_WORK ITEM_
Only the lines from the beginning of the entries through the one with "box: [46, 424, 1024, 681]" should be written out, please, exactly and without any pictures.

_Entries taken from a collection_
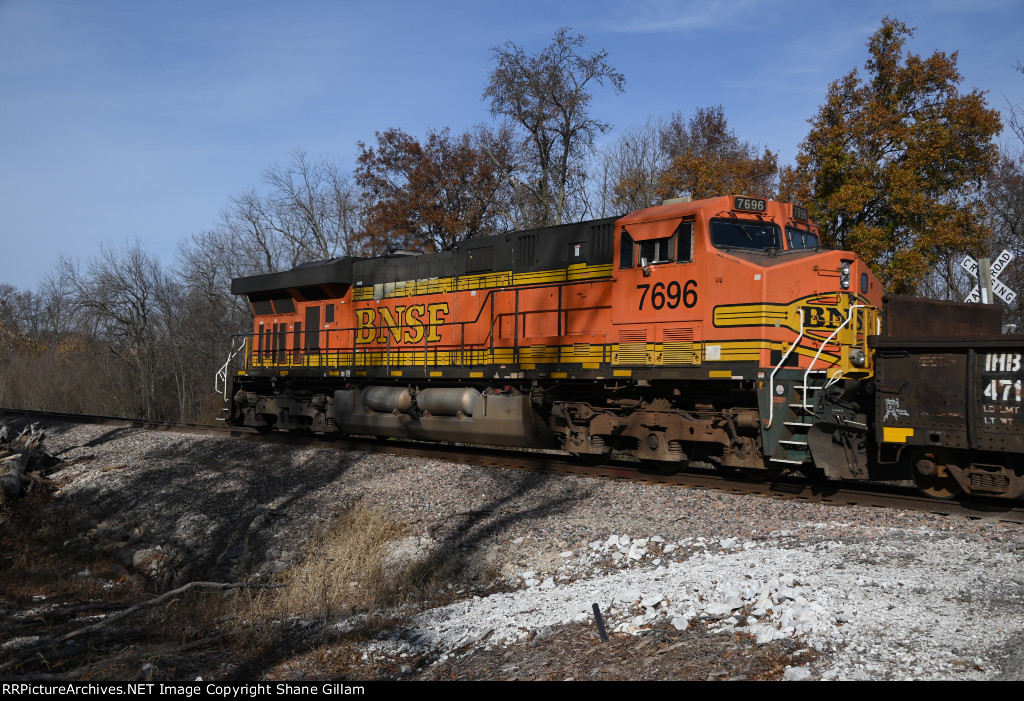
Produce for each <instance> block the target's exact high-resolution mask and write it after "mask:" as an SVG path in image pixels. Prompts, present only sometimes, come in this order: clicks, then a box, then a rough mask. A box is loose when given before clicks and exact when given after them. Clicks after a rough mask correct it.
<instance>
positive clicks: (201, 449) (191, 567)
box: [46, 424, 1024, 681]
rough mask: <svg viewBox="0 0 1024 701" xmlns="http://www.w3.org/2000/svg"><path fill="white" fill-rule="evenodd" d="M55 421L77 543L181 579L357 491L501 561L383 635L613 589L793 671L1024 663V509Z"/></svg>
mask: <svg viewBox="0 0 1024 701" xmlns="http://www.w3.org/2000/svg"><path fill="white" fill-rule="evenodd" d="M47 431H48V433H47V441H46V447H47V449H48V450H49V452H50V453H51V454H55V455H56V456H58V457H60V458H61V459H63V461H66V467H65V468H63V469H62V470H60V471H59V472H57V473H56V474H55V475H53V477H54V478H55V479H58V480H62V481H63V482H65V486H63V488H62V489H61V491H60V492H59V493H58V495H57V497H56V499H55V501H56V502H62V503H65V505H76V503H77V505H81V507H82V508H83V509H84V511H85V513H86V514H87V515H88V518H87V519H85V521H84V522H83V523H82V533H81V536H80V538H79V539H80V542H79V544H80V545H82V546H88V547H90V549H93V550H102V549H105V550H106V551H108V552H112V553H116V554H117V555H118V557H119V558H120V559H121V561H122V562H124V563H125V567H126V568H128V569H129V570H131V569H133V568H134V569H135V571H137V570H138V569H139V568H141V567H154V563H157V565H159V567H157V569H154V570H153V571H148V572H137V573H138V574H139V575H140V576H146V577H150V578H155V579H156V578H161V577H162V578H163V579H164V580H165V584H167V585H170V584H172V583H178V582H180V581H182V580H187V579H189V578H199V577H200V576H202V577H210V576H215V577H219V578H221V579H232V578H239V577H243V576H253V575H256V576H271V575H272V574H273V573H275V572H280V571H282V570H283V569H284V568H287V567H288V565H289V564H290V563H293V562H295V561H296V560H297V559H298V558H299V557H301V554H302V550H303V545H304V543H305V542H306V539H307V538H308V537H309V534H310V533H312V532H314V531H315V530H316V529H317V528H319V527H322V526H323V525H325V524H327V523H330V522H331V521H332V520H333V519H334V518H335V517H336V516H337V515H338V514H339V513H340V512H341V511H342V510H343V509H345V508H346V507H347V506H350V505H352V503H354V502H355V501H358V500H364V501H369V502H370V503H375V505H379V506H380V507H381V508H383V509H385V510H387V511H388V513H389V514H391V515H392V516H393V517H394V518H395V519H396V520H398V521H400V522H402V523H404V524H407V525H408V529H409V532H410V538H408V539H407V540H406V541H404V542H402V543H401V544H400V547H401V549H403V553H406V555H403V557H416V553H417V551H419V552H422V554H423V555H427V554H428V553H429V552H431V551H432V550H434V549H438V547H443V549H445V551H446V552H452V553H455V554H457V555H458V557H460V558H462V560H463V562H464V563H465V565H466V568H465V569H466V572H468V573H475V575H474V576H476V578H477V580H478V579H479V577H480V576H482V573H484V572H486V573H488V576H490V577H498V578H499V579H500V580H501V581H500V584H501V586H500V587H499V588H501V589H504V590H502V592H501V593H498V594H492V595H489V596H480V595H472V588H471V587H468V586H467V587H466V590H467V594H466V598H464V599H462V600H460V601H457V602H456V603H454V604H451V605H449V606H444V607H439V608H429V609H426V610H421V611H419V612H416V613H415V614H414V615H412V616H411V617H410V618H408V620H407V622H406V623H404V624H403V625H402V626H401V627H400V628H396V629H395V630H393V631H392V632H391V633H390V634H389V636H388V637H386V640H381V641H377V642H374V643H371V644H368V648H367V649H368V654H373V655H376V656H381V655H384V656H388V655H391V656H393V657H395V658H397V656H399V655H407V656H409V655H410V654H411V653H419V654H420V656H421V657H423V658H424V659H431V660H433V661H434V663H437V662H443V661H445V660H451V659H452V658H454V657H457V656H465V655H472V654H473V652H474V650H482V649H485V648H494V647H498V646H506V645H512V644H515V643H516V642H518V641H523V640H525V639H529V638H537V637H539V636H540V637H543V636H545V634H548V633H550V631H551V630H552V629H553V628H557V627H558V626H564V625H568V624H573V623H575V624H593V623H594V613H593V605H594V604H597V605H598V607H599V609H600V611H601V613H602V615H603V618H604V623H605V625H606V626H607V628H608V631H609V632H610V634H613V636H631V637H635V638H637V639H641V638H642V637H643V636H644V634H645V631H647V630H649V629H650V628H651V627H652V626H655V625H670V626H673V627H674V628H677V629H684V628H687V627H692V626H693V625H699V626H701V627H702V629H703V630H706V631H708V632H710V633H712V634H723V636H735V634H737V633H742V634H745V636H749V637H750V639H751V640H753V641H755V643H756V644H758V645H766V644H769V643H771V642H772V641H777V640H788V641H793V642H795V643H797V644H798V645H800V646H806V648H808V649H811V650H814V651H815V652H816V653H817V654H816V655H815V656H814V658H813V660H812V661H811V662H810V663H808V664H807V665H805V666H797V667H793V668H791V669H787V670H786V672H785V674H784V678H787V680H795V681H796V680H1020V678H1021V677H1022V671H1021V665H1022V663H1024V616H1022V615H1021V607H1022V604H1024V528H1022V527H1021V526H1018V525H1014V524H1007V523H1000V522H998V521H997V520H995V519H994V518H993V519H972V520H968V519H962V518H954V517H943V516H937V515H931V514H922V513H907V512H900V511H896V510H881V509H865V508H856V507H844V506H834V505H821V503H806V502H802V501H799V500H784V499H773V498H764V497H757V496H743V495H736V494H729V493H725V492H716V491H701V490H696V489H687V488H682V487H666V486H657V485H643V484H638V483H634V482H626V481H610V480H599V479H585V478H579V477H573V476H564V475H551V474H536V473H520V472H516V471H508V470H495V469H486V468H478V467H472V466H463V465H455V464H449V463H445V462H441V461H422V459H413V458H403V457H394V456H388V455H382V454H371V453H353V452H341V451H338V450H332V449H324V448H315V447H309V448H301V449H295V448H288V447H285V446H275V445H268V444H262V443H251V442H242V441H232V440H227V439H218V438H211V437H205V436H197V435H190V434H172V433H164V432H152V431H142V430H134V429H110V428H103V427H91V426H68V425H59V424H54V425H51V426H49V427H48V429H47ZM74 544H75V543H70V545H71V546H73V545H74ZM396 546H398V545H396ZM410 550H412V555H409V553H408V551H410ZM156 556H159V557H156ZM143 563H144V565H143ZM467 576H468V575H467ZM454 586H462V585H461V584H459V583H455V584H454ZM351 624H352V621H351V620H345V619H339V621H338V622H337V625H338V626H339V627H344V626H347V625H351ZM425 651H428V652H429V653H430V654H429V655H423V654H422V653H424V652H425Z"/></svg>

_RESPONSE AREA_
Produce for each <instance> block the target's exact high-resolution mask and write it after "mask:" as an SVG path in image pixels. Prompts, present only sometimes, come in this order: clicks, then a box, then a rough mask. A box is loose when given before clicks and exact when given after them. Clicks after a rough mask correct it.
<instance>
positive clicks: (201, 449) (191, 567)
box: [46, 424, 1024, 681]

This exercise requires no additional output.